◆ CONSIGNE ÉCRITE 1
Dans l'article sur les sorcières, recopiez mot pour mot tout ce qui va de "INTERVIEWPour ses 20" jusqu'à "certaines séries télé.".
◆ CONSIGNE ÉCRITE 2
Répondez à ces questions à l'aide de l'article sur les sorcières.
(a) Qui a dirigé le Dictionnaire de la fantasy ?
(b) Chez quel éditeur est paru le livre de Mona Chollet ?
(c) Quel anniversaire la série Charmed fête-t-elle avec son reboot ?

◆ EXTRAIT FOURNI
++++++++
INTERVIEW«Avoir peur des sorcières, c’est avoir peur de la féminité»

Reboot de «Charmed»: «Avoir peur des sorcières, c’est avoir peur de la féminité»

INTERVIEWPour ses 20 ans, la série culte «Charmed» aura son reboot, de même que «Sabrina» et «Buffy contre les vampires». Anne Besson, qui a dirigé le «Dictionnaire de la fantasy», raconte à «20 Minutes» l’évolution du personnage de la sorcière…
Benjamin Chapon

Benjamin Chapon

L'essentiel

  • Anne Besson, spécialiste de la littérature fantastique, explique que les personnages de sorcières sont récemment devenus les héroïnes positives d’œuvres romanesques.
  • Les sorcières, figures du féminisme dans les années 1970, ont cependant à nouveau subi un retour à une normalité domestique dans certaines séries télé.
  • Aujourd’hui, plusieurs œuvres s’éloignent du modèle de la sorcière comme allégorie de la transition entre l’adolescence et l’âge adulte.

Pour ses 20 ans, Charmed se paye un reboot. Même chose avec Sabrina. En attendant ceux de Buffy et Ma sorcière bien-aimée, ces retours marquent une nouvelle prise de pouvoir des « gentilles » sorcières sur la pop culture. Par un heureux hasard, un ouvrage de référence sur la question vient de paraître, signé par Mona Chollet Sorcières. La puissance invaincue des femmes (éditions La Découverte). L’autrice y détaille la portée féministe de la figure des sorcières, et la violence patriarcale que révèle la traque des supposées sorcières.

La figure de la sorcière fait aussi l’objet d’une entrée dans le Dictionnaire de la Fantasy, dirigé par Anne Besson (édition Vendémiaire). La professeure de littérature générale et comparée a expliqué à 20 Minutes comment la représentation de la sorcière a évolué ces dernières années, jusqu’à aboutir aux sœurs Halliwell.
++++++++
Extraits de données d'annotation par points:
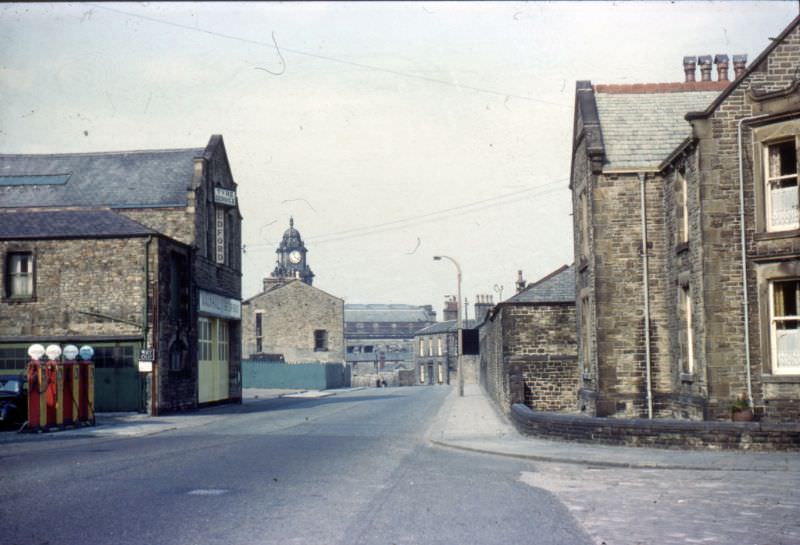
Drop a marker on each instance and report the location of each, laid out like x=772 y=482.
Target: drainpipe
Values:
x=646 y=298
x=746 y=305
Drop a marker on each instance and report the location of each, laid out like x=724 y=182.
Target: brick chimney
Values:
x=483 y=303
x=689 y=66
x=705 y=67
x=739 y=64
x=450 y=309
x=722 y=67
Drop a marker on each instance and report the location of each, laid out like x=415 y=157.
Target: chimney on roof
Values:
x=689 y=65
x=520 y=282
x=450 y=309
x=739 y=64
x=483 y=303
x=705 y=67
x=722 y=67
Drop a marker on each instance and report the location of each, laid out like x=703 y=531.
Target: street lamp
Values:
x=458 y=322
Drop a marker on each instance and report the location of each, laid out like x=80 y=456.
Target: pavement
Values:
x=470 y=423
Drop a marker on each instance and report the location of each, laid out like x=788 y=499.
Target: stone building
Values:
x=531 y=338
x=686 y=240
x=126 y=251
x=290 y=320
x=381 y=337
x=293 y=322
x=436 y=353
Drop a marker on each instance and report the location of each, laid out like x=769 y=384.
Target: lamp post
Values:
x=458 y=322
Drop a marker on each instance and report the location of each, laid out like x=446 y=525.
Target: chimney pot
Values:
x=705 y=67
x=722 y=67
x=739 y=65
x=689 y=65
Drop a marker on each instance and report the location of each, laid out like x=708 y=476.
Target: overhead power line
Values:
x=437 y=215
x=327 y=58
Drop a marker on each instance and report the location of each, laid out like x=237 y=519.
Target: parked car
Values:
x=13 y=400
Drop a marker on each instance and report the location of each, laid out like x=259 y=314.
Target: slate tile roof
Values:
x=68 y=224
x=384 y=313
x=557 y=287
x=114 y=179
x=444 y=327
x=641 y=126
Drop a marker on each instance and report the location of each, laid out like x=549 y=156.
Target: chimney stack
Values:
x=483 y=303
x=689 y=65
x=739 y=64
x=450 y=309
x=520 y=282
x=705 y=67
x=722 y=67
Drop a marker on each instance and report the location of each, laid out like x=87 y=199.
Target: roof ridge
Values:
x=666 y=87
x=95 y=153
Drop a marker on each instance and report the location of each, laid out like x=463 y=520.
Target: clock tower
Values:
x=291 y=262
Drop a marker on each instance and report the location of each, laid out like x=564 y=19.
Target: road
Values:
x=350 y=469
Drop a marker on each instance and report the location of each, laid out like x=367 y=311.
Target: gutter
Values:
x=742 y=240
x=648 y=362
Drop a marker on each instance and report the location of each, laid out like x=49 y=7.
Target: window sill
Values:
x=776 y=379
x=776 y=235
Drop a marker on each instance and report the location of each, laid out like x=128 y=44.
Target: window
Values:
x=784 y=325
x=682 y=202
x=320 y=340
x=685 y=335
x=204 y=339
x=222 y=340
x=19 y=275
x=584 y=211
x=259 y=332
x=780 y=177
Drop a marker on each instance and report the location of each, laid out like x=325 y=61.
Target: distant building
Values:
x=531 y=338
x=295 y=323
x=381 y=337
x=290 y=320
x=126 y=251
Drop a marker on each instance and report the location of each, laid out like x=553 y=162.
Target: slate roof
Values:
x=68 y=224
x=641 y=129
x=444 y=327
x=557 y=287
x=114 y=179
x=385 y=313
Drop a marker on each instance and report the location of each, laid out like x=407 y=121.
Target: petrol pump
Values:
x=60 y=392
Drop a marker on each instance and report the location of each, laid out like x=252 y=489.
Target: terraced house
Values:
x=687 y=240
x=126 y=251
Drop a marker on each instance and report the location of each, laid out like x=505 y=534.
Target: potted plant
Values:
x=741 y=411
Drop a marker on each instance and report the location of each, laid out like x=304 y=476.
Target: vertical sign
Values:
x=220 y=236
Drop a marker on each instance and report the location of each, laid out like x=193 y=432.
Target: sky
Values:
x=390 y=132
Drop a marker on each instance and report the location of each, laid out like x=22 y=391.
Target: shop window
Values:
x=320 y=340
x=19 y=275
x=780 y=190
x=785 y=326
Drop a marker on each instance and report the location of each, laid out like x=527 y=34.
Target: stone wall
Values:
x=290 y=315
x=662 y=433
x=83 y=289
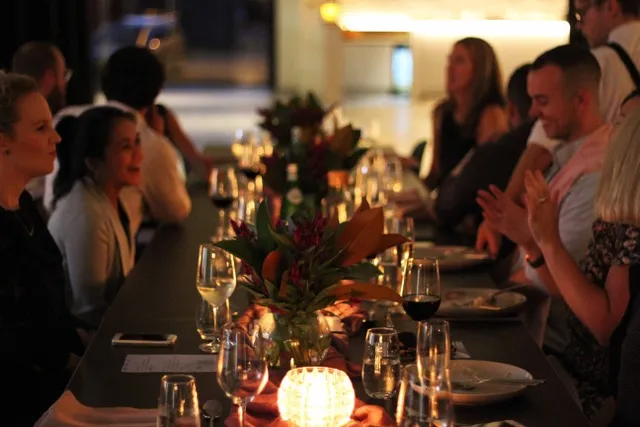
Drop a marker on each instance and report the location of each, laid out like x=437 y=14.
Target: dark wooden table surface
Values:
x=160 y=297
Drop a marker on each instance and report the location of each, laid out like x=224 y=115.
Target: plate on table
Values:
x=451 y=258
x=474 y=302
x=467 y=371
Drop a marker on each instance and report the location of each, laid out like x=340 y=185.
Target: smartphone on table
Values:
x=144 y=340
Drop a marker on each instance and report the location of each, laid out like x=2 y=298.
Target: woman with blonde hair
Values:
x=604 y=319
x=472 y=113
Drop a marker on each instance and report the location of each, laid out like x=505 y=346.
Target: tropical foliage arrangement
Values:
x=296 y=128
x=310 y=262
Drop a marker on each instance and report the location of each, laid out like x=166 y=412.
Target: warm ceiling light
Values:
x=330 y=11
x=316 y=396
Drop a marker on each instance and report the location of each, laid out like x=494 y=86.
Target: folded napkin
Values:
x=263 y=411
x=68 y=412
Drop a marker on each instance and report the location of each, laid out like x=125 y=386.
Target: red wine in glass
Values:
x=250 y=173
x=222 y=202
x=421 y=306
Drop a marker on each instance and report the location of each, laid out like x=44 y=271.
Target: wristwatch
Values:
x=535 y=263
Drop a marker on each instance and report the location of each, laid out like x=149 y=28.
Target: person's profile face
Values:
x=550 y=103
x=33 y=143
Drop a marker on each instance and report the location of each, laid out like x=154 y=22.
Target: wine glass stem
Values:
x=241 y=410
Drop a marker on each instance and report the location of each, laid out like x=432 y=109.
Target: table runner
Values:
x=263 y=411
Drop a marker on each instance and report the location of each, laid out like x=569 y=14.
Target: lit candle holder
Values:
x=316 y=397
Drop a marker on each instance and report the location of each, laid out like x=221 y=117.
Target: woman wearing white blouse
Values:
x=92 y=224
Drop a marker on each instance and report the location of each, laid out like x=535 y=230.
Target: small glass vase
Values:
x=305 y=338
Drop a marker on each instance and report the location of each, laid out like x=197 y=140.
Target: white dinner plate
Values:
x=488 y=392
x=472 y=302
x=450 y=258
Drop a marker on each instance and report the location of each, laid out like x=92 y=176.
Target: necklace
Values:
x=24 y=225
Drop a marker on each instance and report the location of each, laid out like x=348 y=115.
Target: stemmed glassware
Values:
x=215 y=280
x=209 y=322
x=178 y=402
x=381 y=363
x=421 y=294
x=242 y=368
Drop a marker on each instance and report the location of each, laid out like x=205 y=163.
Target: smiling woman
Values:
x=94 y=222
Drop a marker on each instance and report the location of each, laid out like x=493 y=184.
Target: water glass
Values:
x=381 y=363
x=209 y=322
x=216 y=274
x=178 y=402
x=242 y=367
x=420 y=288
x=433 y=348
x=422 y=403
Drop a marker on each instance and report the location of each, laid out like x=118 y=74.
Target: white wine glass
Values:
x=216 y=275
x=242 y=368
x=381 y=363
x=209 y=322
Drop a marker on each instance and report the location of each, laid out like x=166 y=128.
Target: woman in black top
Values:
x=39 y=344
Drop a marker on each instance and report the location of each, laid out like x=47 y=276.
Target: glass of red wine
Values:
x=223 y=187
x=421 y=288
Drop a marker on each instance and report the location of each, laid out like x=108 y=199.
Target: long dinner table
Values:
x=160 y=296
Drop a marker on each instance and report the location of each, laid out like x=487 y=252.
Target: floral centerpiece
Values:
x=306 y=264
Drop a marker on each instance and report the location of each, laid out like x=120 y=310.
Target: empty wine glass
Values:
x=209 y=322
x=242 y=367
x=178 y=402
x=424 y=403
x=421 y=288
x=381 y=363
x=216 y=275
x=223 y=187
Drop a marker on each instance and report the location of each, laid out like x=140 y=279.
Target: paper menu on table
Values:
x=180 y=363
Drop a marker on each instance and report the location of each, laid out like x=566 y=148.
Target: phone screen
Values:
x=143 y=337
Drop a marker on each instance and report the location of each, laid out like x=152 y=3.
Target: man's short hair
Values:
x=627 y=7
x=517 y=92
x=134 y=76
x=579 y=66
x=34 y=59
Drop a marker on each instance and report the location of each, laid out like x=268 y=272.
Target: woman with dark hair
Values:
x=39 y=344
x=93 y=225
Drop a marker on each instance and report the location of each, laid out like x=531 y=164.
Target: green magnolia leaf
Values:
x=263 y=228
x=361 y=272
x=243 y=249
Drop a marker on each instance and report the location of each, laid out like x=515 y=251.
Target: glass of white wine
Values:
x=216 y=275
x=381 y=363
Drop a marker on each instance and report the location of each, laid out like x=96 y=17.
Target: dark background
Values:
x=207 y=24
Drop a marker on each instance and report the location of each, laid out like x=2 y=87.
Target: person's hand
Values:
x=504 y=215
x=542 y=210
x=370 y=415
x=488 y=239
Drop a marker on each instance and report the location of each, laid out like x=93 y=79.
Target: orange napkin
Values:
x=68 y=412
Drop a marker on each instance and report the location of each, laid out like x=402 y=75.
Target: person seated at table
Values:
x=92 y=224
x=40 y=346
x=455 y=206
x=601 y=22
x=600 y=291
x=131 y=80
x=164 y=121
x=471 y=115
x=563 y=83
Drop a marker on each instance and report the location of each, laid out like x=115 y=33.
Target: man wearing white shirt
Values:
x=602 y=22
x=131 y=80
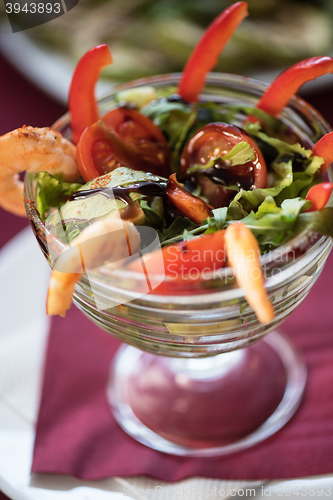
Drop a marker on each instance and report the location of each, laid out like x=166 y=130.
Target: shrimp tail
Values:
x=104 y=241
x=30 y=149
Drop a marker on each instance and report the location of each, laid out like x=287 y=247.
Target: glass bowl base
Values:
x=207 y=406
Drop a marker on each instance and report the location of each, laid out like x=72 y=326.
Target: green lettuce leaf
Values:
x=52 y=192
x=239 y=154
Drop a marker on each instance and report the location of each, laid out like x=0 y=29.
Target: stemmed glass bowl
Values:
x=198 y=376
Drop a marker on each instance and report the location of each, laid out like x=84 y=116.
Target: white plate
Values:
x=52 y=71
x=24 y=325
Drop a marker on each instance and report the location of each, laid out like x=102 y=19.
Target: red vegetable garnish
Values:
x=189 y=205
x=82 y=101
x=287 y=84
x=324 y=149
x=205 y=54
x=319 y=194
x=212 y=141
x=123 y=137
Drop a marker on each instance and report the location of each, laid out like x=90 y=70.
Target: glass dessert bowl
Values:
x=199 y=377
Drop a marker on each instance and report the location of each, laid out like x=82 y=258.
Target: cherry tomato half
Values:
x=212 y=141
x=123 y=137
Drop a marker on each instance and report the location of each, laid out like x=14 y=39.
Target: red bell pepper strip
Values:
x=205 y=54
x=287 y=83
x=189 y=205
x=324 y=149
x=83 y=107
x=319 y=194
x=185 y=263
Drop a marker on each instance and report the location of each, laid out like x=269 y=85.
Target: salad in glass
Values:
x=220 y=184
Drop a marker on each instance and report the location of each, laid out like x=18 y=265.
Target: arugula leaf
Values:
x=239 y=154
x=318 y=221
x=52 y=192
x=268 y=206
x=153 y=211
x=250 y=200
x=217 y=221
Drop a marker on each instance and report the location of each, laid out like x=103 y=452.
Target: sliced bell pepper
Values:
x=324 y=149
x=205 y=54
x=319 y=194
x=82 y=104
x=189 y=205
x=289 y=81
x=185 y=264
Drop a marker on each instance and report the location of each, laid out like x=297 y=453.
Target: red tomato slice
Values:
x=217 y=139
x=123 y=137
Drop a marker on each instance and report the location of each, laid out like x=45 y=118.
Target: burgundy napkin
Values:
x=76 y=433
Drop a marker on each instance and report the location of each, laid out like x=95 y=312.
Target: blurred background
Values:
x=156 y=36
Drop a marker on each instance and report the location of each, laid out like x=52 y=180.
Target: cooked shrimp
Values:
x=244 y=257
x=106 y=240
x=32 y=149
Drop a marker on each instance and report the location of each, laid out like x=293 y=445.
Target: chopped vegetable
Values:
x=287 y=84
x=205 y=54
x=319 y=194
x=324 y=149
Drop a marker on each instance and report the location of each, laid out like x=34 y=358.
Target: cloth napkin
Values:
x=77 y=435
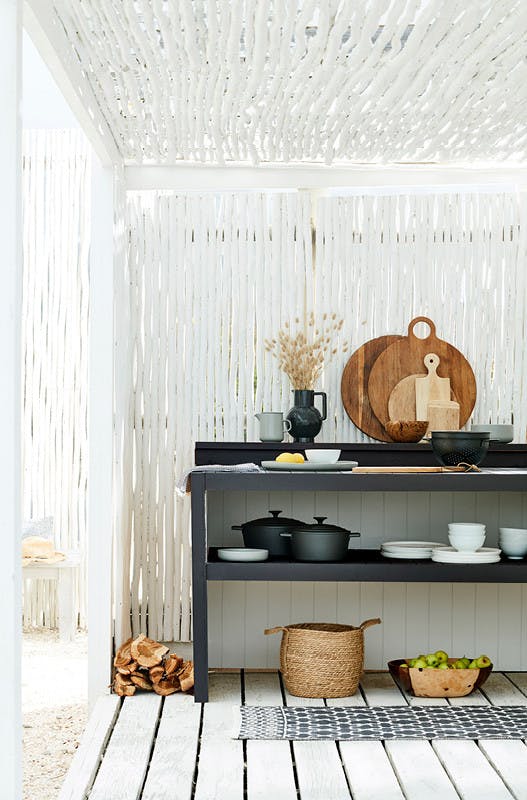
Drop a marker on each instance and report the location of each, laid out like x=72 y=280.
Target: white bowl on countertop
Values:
x=242 y=554
x=323 y=456
x=513 y=542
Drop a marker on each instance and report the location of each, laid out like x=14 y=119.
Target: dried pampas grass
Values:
x=302 y=356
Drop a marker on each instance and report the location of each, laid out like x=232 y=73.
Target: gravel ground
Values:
x=54 y=708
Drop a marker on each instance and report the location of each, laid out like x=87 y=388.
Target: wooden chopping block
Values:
x=431 y=388
x=401 y=403
x=405 y=357
x=354 y=386
x=396 y=470
x=443 y=415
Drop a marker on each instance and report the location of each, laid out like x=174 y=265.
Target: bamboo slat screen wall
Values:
x=56 y=230
x=213 y=275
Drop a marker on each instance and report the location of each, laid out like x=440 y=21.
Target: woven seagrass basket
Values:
x=322 y=659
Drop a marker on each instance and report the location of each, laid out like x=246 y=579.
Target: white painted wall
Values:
x=10 y=314
x=43 y=104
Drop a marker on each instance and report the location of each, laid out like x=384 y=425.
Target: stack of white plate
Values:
x=406 y=549
x=449 y=555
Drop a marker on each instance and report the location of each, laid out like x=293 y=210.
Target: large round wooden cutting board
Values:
x=405 y=358
x=354 y=386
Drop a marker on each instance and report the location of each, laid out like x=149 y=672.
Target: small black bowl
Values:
x=455 y=447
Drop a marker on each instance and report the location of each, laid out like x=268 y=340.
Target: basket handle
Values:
x=368 y=622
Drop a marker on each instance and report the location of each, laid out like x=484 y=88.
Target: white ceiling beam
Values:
x=48 y=37
x=197 y=177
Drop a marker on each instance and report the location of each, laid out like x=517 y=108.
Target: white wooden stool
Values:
x=63 y=572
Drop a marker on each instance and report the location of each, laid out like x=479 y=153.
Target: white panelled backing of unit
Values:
x=416 y=617
x=212 y=275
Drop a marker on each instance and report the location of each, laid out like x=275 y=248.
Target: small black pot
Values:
x=320 y=542
x=266 y=533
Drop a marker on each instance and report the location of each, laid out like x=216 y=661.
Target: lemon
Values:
x=289 y=457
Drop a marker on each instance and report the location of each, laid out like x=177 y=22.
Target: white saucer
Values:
x=407 y=544
x=242 y=554
x=449 y=555
x=409 y=549
x=310 y=466
x=408 y=554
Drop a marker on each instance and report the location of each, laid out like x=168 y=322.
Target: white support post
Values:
x=100 y=433
x=10 y=400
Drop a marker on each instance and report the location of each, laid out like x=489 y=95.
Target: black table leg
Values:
x=199 y=590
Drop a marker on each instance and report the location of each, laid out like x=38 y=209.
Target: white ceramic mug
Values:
x=272 y=426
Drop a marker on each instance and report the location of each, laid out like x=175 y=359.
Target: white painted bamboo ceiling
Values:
x=287 y=81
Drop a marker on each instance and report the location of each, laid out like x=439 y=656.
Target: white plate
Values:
x=309 y=466
x=242 y=554
x=407 y=544
x=408 y=554
x=448 y=555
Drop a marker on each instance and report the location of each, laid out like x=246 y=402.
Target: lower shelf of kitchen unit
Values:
x=365 y=565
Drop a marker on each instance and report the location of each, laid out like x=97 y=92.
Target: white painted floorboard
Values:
x=269 y=764
x=174 y=758
x=125 y=761
x=173 y=749
x=220 y=766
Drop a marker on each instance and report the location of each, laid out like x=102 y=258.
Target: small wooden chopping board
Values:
x=394 y=470
x=354 y=386
x=405 y=357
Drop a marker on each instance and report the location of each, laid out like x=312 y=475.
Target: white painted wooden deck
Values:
x=146 y=748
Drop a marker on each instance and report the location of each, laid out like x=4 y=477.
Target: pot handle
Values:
x=324 y=403
x=368 y=622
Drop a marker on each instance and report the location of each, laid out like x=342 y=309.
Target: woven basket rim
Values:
x=321 y=627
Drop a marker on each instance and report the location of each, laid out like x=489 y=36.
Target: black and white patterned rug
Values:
x=386 y=722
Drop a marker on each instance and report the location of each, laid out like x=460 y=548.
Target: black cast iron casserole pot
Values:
x=320 y=542
x=266 y=533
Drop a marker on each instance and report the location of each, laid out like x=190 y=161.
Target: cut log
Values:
x=123 y=687
x=186 y=676
x=141 y=680
x=167 y=686
x=147 y=652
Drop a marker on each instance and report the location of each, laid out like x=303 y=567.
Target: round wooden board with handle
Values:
x=354 y=386
x=404 y=358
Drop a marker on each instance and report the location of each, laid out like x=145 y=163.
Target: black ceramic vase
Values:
x=305 y=418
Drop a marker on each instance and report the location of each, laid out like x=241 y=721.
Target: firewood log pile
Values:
x=143 y=663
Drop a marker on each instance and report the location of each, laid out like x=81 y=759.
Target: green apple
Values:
x=441 y=656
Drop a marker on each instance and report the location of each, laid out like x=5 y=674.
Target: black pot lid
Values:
x=321 y=527
x=275 y=520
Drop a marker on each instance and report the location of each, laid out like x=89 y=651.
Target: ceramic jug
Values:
x=306 y=420
x=272 y=425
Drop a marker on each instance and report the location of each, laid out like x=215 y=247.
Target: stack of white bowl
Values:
x=513 y=542
x=467 y=537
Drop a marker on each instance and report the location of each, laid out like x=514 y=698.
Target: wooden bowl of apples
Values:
x=437 y=675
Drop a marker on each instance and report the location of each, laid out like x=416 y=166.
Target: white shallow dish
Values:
x=409 y=549
x=242 y=554
x=408 y=554
x=407 y=544
x=309 y=466
x=448 y=555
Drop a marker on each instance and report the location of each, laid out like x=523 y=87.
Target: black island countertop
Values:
x=367 y=454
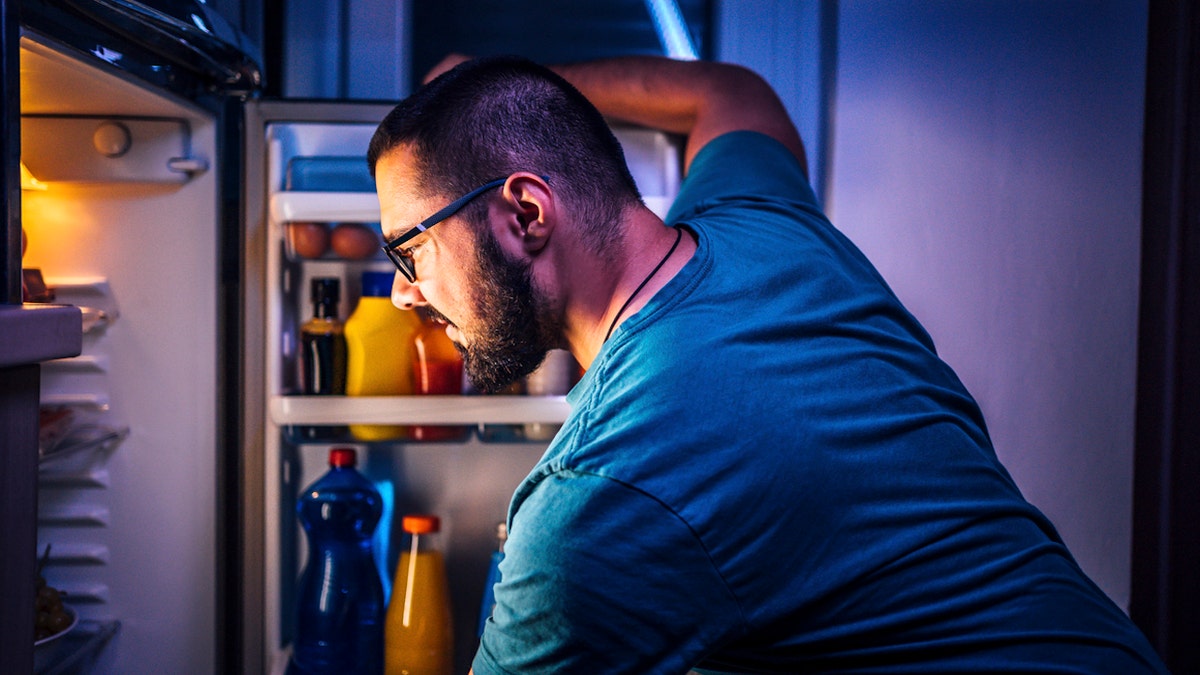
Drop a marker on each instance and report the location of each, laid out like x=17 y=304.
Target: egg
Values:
x=354 y=240
x=309 y=239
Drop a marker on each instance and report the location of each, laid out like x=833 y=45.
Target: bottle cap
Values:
x=420 y=524
x=377 y=284
x=341 y=458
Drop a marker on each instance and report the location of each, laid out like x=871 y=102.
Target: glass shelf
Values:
x=77 y=651
x=325 y=207
x=418 y=410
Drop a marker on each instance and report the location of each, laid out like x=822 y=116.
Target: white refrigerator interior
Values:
x=466 y=482
x=125 y=225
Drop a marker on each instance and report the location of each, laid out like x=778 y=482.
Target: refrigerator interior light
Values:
x=28 y=181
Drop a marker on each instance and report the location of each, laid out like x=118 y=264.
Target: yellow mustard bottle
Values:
x=419 y=628
x=378 y=352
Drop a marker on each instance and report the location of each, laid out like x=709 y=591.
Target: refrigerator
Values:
x=157 y=193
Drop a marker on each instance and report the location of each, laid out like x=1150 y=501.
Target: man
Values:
x=766 y=469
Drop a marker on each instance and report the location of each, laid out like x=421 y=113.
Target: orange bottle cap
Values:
x=420 y=524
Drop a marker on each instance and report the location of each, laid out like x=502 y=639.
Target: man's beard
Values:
x=510 y=336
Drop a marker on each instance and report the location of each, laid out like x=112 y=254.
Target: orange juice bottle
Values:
x=418 y=629
x=379 y=360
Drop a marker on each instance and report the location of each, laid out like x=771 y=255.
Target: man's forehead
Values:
x=401 y=199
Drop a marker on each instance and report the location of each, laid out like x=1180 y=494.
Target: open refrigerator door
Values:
x=120 y=211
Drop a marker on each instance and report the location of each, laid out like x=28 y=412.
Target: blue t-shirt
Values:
x=769 y=470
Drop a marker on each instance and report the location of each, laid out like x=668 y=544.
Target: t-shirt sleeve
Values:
x=599 y=577
x=737 y=166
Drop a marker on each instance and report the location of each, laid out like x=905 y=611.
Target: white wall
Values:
x=987 y=156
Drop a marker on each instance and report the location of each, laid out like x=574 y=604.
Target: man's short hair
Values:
x=490 y=118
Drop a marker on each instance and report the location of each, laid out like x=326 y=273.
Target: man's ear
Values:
x=531 y=210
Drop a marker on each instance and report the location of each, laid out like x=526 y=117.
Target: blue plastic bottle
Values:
x=341 y=602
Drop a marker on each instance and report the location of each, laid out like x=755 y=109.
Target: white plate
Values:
x=75 y=619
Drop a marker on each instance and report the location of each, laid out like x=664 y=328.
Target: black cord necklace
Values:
x=642 y=285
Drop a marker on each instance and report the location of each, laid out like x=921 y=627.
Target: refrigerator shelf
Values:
x=418 y=410
x=325 y=207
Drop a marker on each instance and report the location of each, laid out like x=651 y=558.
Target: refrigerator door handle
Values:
x=191 y=166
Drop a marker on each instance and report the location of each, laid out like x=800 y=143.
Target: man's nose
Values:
x=405 y=294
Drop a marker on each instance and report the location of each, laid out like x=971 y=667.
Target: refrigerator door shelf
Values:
x=325 y=207
x=82 y=149
x=418 y=410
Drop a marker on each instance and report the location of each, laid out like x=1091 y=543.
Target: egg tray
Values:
x=334 y=240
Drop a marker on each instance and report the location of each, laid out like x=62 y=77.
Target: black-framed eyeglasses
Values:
x=403 y=257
++++++++
◆ RÉPONSE ÉCRITE 1
INTERVIEWPour ses 20 ans, la série culte «Charmed» aura son reboot, de même que «Sabrina» et «Buffy contre les vampires». Anne Besson, qui a dirigé le «Dictionnaire de la fantasy», raconte à «20 Minutes» l’évolution du personnage de la sorcière…
Benjamin Chapon

Benjamin Chapon

L'essentiel

  • Anne Besson, spécialiste de la littérature fantastique, explique que les personnages de sorcières sont récemment devenus les héroïnes positives d’œuvres romanesques.
  • Les sorcières, figures du féminisme dans les années 1970, ont cependant à nouveau subi un retour à une normalité domestique dans certaines séries télé.

◆ RÉPONSE ÉCRITE 2
(a) Anne Besson.
(b) La Découverte.
(c) Ses 20 ans.